Segmentation mask data
*****

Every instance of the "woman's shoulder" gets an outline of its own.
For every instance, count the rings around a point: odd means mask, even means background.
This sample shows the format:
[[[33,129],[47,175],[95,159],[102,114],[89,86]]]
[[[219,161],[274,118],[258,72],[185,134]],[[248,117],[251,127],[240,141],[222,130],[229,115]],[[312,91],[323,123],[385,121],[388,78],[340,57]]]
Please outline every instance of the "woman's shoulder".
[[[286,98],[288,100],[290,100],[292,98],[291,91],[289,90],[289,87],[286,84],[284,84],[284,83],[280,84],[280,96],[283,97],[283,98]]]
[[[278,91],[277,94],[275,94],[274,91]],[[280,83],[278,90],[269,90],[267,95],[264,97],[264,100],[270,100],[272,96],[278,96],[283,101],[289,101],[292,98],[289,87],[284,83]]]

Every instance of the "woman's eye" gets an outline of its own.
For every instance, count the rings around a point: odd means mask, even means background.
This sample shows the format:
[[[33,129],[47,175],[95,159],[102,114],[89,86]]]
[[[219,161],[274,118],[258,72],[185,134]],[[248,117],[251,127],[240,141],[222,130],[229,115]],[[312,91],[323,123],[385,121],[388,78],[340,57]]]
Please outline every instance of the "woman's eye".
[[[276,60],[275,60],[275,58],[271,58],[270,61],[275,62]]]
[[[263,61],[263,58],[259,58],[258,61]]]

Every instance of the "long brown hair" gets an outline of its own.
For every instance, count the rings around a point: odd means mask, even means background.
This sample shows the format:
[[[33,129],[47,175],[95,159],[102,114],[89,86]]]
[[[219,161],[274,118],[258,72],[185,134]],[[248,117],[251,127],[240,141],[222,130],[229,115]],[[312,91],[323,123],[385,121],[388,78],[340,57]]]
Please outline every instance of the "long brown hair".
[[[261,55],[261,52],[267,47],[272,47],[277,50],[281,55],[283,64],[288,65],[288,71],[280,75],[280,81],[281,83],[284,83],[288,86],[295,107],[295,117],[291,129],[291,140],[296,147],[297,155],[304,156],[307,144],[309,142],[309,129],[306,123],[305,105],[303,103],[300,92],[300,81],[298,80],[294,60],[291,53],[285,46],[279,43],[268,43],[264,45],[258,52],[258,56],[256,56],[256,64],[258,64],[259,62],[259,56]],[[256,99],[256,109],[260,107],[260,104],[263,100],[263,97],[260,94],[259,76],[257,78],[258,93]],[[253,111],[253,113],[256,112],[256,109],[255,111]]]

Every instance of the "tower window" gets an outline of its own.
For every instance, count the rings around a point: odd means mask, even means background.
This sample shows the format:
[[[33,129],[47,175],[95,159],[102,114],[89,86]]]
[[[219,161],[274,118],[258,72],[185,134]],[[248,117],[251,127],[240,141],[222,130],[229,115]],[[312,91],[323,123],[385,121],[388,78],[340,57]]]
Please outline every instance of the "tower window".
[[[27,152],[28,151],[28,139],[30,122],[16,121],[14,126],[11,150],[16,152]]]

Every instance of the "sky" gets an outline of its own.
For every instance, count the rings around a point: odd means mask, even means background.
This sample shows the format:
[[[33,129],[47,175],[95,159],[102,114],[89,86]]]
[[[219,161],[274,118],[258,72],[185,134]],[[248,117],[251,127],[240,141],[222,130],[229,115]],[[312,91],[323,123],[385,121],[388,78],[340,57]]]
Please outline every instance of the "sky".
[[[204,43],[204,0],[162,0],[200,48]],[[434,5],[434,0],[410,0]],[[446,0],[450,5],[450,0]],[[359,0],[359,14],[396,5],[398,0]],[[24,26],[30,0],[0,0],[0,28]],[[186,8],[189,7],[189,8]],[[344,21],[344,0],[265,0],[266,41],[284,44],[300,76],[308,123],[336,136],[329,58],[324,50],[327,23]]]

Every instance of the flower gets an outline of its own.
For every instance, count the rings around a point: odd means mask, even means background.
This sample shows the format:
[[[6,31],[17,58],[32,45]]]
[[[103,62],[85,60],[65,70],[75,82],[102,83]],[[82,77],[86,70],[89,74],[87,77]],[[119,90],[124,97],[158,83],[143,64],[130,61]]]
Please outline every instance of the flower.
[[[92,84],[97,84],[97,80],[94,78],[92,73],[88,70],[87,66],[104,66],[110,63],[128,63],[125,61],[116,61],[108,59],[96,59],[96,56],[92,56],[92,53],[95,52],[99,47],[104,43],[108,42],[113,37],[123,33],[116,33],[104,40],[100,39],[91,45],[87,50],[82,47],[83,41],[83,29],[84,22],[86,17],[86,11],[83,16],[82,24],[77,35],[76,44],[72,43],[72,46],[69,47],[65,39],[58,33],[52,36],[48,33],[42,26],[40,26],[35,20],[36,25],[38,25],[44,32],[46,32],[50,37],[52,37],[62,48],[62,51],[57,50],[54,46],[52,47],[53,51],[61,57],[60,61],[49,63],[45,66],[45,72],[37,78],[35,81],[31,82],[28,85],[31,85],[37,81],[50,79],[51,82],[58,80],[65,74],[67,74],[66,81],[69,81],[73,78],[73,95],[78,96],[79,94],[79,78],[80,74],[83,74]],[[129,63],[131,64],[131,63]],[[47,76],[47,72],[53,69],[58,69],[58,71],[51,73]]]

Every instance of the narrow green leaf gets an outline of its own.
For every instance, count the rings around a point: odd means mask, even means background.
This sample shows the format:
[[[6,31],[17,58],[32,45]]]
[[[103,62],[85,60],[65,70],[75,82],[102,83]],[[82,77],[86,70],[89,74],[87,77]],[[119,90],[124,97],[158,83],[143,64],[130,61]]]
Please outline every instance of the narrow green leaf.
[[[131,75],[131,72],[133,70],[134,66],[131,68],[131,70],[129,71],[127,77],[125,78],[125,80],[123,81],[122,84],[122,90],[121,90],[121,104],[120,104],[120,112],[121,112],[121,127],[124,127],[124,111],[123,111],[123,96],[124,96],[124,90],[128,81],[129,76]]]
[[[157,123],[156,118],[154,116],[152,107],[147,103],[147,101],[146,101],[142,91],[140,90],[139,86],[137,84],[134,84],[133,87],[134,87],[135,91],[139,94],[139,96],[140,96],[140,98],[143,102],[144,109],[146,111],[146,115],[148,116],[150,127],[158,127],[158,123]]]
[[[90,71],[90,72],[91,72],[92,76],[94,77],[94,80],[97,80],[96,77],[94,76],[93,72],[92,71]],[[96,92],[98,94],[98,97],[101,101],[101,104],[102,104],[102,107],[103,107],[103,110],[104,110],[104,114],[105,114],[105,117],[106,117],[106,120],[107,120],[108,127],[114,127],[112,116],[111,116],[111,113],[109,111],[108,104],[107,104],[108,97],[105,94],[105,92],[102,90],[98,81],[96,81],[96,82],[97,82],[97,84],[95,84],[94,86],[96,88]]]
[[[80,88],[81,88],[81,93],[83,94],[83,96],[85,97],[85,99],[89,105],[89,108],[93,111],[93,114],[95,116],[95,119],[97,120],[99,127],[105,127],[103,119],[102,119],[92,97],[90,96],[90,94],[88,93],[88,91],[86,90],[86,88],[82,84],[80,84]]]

*****

- TO DO
All of the entries should be repeated word for word.

- RESULT OF THIS TASK
Every instance of the "woman's shoulder" gets an outline of its own.
For every instance, count the rings around a point: odd means mask, even means background.
This sample shows the format:
[[[33,129],[47,175],[95,159],[102,114],[89,86]]]
[[[219,161],[274,118],[258,72],[185,134]],[[248,117],[251,127],[240,141],[222,130],[229,115]],[[312,91],[323,123],[385,121],[388,78],[340,57]]]
Please outline every instance of the "woman's shoulder".
[[[286,98],[288,100],[290,100],[292,98],[291,91],[289,90],[289,87],[286,84],[284,84],[284,83],[280,84],[280,96],[283,97],[283,98]]]
[[[278,91],[277,94],[275,94],[274,91]],[[280,83],[278,90],[269,90],[267,95],[264,97],[264,100],[270,100],[272,96],[278,96],[283,101],[289,101],[292,98],[289,87],[284,83]]]

Every instance of the "woman's eye" gets an outline of its own.
For every instance, count the rings around a point: odd means mask, even means background.
This sample shows the format:
[[[33,129],[47,175],[95,159],[102,114],[89,86]]]
[[[219,161],[274,118],[258,72],[185,134]],[[248,117],[251,127],[240,141],[222,130],[229,115]],[[312,91],[323,123],[385,121],[388,78],[340,57]]]
Please outline every instance of the "woman's eye".
[[[276,60],[275,60],[275,58],[271,58],[270,61],[275,62]]]
[[[263,61],[263,58],[259,58],[258,61]]]

Every instance of the "long brown hair" gets an outline of its own.
For every instance, count the rings around a point: odd means mask, even means background.
This sample shows the format:
[[[33,129],[47,175],[95,159],[102,114],[89,86]]]
[[[219,161],[274,118],[258,72],[185,134]],[[248,117],[251,127],[240,141],[222,130],[229,115]],[[312,91],[323,123],[385,121],[388,78],[340,57]]]
Please outline every instance of the "long brown hair".
[[[261,55],[261,52],[267,47],[272,47],[277,50],[281,55],[283,64],[288,65],[288,71],[280,75],[280,81],[281,83],[284,83],[288,86],[295,107],[295,117],[291,129],[291,140],[296,147],[297,155],[304,156],[307,144],[309,142],[309,129],[306,123],[305,105],[303,103],[300,92],[300,81],[298,80],[294,60],[291,53],[285,46],[279,43],[268,43],[264,45],[258,52],[258,56],[256,56],[256,64],[258,64],[259,62],[259,56]],[[256,99],[256,109],[260,107],[260,104],[263,100],[263,97],[260,94],[259,76],[257,78],[258,93]],[[253,111],[253,113],[256,112],[256,109],[255,111]]]

Every instance of the "tower window" gets an outline of its own.
For every instance, count the rings around a point: odd means mask, even means background.
This sample shows the format:
[[[33,129],[47,175],[95,159],[102,114],[89,86]]]
[[[219,161],[274,118],[258,72],[185,134]],[[248,117],[251,127],[240,141],[222,130],[229,115]],[[312,91],[323,123],[385,121],[388,78],[340,57]]]
Please outline every instance of the "tower window".
[[[27,152],[28,151],[28,139],[30,122],[16,121],[14,126],[11,150],[16,152]]]

Every instance of the "sky" gets an outline of its own.
For every instance, count the rings around a point: odd means mask, even means background.
This sample shows the format:
[[[33,129],[47,175],[95,159],[102,114],[89,86]]]
[[[219,161],[274,118],[258,72],[185,134]],[[248,117],[251,127],[240,141],[222,130],[229,115]],[[312,91],[323,123],[385,121],[388,78],[340,57]]]
Please outline every instance of the "sky".
[[[204,43],[204,0],[162,0],[200,48]],[[434,5],[434,0],[410,0]],[[446,0],[450,5],[450,0]],[[359,0],[359,14],[396,5],[398,0]],[[24,26],[30,0],[0,0],[0,28]],[[186,8],[189,7],[189,8]],[[344,21],[344,0],[265,0],[266,41],[284,44],[300,76],[308,123],[336,136],[329,58],[324,50],[327,23]]]

Every instance of the flower gets an outline of its own.
For every instance, count the rings around a point: odd means mask, even means background.
This sample shows the format:
[[[6,31],[17,58],[32,45]]]
[[[103,62],[85,60],[65,70],[75,82],[102,83]],[[82,77],[86,70],[89,74],[87,77]],[[119,90],[124,97],[158,83],[143,64],[130,61]]]
Please outline every instance of the flower.
[[[92,84],[97,84],[97,80],[94,78],[92,73],[88,70],[87,66],[104,66],[110,63],[128,63],[125,61],[116,61],[108,59],[96,59],[96,56],[92,56],[92,53],[95,52],[99,47],[104,43],[108,42],[113,37],[123,33],[116,33],[104,40],[100,39],[91,45],[87,50],[82,47],[83,41],[83,29],[84,22],[86,17],[86,11],[83,16],[82,24],[77,35],[76,44],[72,43],[72,46],[69,47],[65,39],[58,33],[52,36],[48,33],[42,26],[40,26],[35,20],[36,25],[38,25],[44,32],[46,32],[50,37],[52,37],[62,48],[62,51],[57,50],[54,46],[52,47],[53,51],[61,57],[60,61],[49,63],[45,66],[45,72],[37,78],[35,81],[31,82],[28,85],[31,85],[37,81],[50,79],[51,82],[58,80],[65,74],[67,74],[66,81],[69,81],[73,78],[73,95],[78,96],[79,94],[79,78],[80,74],[83,74]],[[129,63],[131,64],[131,63]],[[47,76],[47,72],[53,69],[58,69],[58,71],[51,73]]]

Every instance of the narrow green leaf gets an outline of its own.
For every instance, count the rings around a point: odd means mask, even means background.
This sample shows the format:
[[[6,31],[17,58],[32,45]]]
[[[103,62],[85,60],[65,70],[75,82],[102,83]],[[82,77],[86,70],[89,74],[87,77]],[[119,90],[124,97],[158,83],[143,64],[130,61]]]
Please outline every instance of the narrow green leaf.
[[[131,75],[131,72],[133,70],[134,66],[131,68],[131,70],[129,71],[127,77],[125,78],[125,80],[123,81],[122,84],[122,90],[121,90],[121,104],[120,104],[120,112],[121,112],[121,127],[124,127],[124,111],[123,111],[123,96],[124,96],[124,90],[128,81],[129,76]]]
[[[157,123],[156,118],[154,116],[152,107],[147,103],[147,101],[146,101],[142,91],[140,90],[139,86],[137,84],[134,84],[133,87],[134,87],[135,91],[139,94],[139,96],[140,96],[140,98],[143,102],[144,109],[146,111],[146,115],[148,116],[150,127],[158,127],[158,123]]]
[[[90,71],[90,72],[91,72],[92,76],[94,77],[94,80],[97,80],[96,77],[94,76],[93,72],[92,71]],[[96,92],[98,94],[98,97],[101,101],[101,104],[102,104],[102,107],[103,107],[103,110],[104,110],[104,114],[105,114],[105,117],[106,117],[106,120],[107,120],[108,127],[114,127],[112,116],[111,116],[111,113],[109,111],[108,104],[107,104],[108,97],[105,94],[105,92],[102,90],[98,81],[96,81],[96,82],[97,82],[97,84],[95,84],[94,86],[96,88]]]
[[[80,88],[81,88],[81,93],[83,94],[83,96],[85,97],[85,99],[89,105],[89,108],[93,111],[93,114],[95,116],[95,119],[97,120],[99,127],[105,127],[103,119],[102,119],[92,97],[90,96],[90,94],[88,93],[88,91],[86,90],[86,88],[82,84],[80,84]]]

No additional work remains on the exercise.